TO DO:
Show every row that contains the word "mountain", copying each one in full.

ENTRIES PROVIDED:

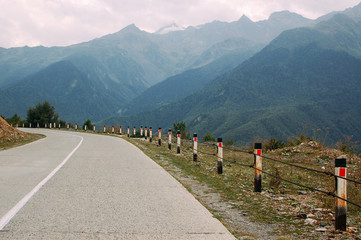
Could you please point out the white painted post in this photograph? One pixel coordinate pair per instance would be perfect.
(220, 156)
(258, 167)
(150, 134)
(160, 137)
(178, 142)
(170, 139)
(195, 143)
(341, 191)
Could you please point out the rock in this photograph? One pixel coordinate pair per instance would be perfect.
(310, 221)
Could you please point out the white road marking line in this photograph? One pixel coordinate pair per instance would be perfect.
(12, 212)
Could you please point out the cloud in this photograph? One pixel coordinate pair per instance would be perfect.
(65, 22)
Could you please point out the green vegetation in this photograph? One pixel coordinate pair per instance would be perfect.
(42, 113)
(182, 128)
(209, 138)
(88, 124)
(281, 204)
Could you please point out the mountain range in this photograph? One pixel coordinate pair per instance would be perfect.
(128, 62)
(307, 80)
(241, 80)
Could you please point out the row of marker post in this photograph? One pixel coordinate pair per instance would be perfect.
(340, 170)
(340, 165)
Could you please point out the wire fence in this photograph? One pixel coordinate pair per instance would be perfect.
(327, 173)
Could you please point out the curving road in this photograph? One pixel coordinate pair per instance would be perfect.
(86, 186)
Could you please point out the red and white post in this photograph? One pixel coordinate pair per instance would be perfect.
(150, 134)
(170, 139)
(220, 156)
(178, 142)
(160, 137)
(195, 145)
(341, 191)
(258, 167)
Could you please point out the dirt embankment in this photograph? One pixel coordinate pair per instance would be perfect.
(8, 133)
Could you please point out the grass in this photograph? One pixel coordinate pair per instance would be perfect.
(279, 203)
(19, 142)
--
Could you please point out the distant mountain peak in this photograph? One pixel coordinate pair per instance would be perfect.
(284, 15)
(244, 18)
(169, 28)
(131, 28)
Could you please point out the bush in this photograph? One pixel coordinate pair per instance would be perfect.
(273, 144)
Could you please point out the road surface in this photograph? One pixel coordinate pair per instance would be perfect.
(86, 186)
--
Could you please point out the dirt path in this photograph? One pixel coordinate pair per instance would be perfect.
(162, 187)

SOLVED EXERCISE:
Could you please point out the mountain range in this photograph? One pixel coordinate pair per instance would be perfect.
Could you please point out the distant mountain peak in this photograph? One pixel coordinate pair per instance would be perfect.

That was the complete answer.